Rows taken from a dataset:

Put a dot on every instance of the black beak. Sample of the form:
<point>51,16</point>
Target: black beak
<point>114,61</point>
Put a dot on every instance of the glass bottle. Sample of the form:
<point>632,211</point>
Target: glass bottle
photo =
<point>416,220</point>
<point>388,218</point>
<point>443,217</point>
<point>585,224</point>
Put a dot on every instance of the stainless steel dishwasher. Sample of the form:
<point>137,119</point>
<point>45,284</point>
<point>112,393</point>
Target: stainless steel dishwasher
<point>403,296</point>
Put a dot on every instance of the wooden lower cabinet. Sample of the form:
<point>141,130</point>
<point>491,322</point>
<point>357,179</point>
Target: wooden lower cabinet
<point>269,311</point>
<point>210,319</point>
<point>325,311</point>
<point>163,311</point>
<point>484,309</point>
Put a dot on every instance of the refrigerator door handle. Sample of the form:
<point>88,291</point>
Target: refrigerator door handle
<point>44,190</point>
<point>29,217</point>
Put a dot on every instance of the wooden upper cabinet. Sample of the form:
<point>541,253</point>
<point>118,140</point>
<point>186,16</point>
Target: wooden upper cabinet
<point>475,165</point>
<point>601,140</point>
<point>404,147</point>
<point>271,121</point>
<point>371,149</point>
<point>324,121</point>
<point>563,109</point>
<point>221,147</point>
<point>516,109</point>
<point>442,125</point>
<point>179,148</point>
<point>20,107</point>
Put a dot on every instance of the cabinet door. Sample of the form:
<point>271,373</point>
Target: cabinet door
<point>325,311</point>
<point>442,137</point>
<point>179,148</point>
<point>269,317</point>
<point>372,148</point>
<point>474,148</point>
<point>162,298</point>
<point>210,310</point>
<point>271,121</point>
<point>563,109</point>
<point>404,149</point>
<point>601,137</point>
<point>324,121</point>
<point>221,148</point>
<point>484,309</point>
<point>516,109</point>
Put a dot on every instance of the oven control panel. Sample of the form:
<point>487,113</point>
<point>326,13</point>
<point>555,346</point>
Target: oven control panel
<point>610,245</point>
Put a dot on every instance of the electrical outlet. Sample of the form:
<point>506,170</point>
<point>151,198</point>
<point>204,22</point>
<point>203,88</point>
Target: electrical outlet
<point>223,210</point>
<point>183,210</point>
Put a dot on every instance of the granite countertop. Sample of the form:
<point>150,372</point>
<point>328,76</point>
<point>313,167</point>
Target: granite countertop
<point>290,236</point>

- [EXERCISE PROMPT]
Copy the material word for word, starting at its first line and ending at the line that contains "<point>585,224</point>".

- [COMPLETED EXERCISE]
Put a dot on every instance of the black beak. Sample of the form:
<point>51,16</point>
Target: black beak
<point>114,61</point>
Put a dot on every instance of the glass bottle. Sample of the form:
<point>632,211</point>
Target: glass bottle
photo =
<point>416,220</point>
<point>388,218</point>
<point>443,217</point>
<point>585,224</point>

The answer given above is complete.